Locating the Coordinator
DNS?
Authentication
Users
See Security for the current proposal. Briefly, clients/users will provide a secret to the Coordinator which the Coordinator will verify and issue a token. Users must provide this token on RAMCloud requests which the Master will confirm with the Coordinator (and cache).
The Coordinator stores (persistent) a shared secret with the users. It also houses the tokens (soft state), we may want some persistence on this to keep from flooding a new Coordinator with authentication requests after a Coordinator recovery.
ACLs/Workspaces
For the moment access to a Workspace is all or nothing (or perhaps even conflated with the user) hence the Coordinator stores (persistent) a list of workspaces the user owns (or in the conflated case, the secret associated with each Workspace).
Servers
Master -> Coordinator
This step helps us with naming later as well. Since Masters must authenticate to the Coordinator and it assigns the Master roles it can then slot the Master into its naming tables (soft state).

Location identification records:
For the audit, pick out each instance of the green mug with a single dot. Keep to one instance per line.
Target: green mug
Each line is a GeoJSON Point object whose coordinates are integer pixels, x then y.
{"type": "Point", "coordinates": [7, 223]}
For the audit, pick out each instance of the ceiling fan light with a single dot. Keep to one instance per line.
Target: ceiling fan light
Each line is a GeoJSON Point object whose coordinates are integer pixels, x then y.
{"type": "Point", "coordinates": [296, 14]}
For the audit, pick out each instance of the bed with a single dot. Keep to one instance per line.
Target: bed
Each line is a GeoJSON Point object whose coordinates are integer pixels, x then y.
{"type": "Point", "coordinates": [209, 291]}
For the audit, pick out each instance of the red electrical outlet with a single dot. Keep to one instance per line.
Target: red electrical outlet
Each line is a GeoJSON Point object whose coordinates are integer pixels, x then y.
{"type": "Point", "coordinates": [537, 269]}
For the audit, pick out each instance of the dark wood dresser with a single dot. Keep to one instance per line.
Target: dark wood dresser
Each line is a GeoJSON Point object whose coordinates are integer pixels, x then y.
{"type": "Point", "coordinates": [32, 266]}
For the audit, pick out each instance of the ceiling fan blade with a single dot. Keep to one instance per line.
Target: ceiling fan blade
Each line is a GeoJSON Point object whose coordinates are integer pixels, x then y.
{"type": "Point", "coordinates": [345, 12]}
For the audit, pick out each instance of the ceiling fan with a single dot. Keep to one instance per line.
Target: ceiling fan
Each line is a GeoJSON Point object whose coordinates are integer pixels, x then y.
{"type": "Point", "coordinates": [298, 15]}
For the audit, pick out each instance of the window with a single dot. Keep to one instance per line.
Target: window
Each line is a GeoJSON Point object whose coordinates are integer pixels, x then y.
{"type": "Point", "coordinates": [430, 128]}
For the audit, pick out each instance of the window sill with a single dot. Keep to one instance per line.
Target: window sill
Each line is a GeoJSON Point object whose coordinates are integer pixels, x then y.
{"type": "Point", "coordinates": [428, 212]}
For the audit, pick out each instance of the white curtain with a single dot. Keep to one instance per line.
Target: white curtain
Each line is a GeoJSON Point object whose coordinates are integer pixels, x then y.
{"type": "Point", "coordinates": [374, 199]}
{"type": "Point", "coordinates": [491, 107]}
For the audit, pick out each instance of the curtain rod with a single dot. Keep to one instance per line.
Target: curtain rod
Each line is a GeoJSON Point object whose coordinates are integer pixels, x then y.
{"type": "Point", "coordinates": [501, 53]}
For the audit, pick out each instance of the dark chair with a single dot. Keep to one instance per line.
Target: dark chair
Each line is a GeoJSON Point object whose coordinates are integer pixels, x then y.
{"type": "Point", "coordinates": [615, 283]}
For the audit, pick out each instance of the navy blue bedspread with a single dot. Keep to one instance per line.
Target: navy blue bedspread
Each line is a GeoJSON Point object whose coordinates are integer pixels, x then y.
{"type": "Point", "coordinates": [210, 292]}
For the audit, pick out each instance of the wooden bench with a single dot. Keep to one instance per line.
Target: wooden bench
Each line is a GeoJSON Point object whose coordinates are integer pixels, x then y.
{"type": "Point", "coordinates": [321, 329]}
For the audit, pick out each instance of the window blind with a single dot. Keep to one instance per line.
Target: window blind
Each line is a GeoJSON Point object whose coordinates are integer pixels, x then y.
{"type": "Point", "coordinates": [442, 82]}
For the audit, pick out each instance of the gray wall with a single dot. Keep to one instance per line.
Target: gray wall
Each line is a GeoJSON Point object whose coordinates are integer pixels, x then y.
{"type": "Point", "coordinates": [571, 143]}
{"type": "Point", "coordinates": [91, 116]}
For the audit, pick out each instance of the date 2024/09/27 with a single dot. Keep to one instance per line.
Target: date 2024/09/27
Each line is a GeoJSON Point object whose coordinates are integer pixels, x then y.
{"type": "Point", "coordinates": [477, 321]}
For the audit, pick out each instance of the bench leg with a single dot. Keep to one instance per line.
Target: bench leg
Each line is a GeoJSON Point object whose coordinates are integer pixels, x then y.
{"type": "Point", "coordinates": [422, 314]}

TO-DO LIST:
1 > Transcribe the passage in the RAMCloud Coordinator notes from "Locating the Coordinator" to "Coordinator (and cache).".
2 > In the RAMCloud Coordinator notes, what does the Coordinator store persistently so that it can authenticate users?

THE RESULTS:
1 >
Locating the Coordinator
DNS?
Authentication
Users
See Security for the current proposal. Briefly, clients/users will provide a secret to the Coordinator which the Coordinator will verify and issue a token. Users must provide this token on RAMCloud requests which the Master will confirm with the Coordinator (and cache).

2 > A shared secret with the users.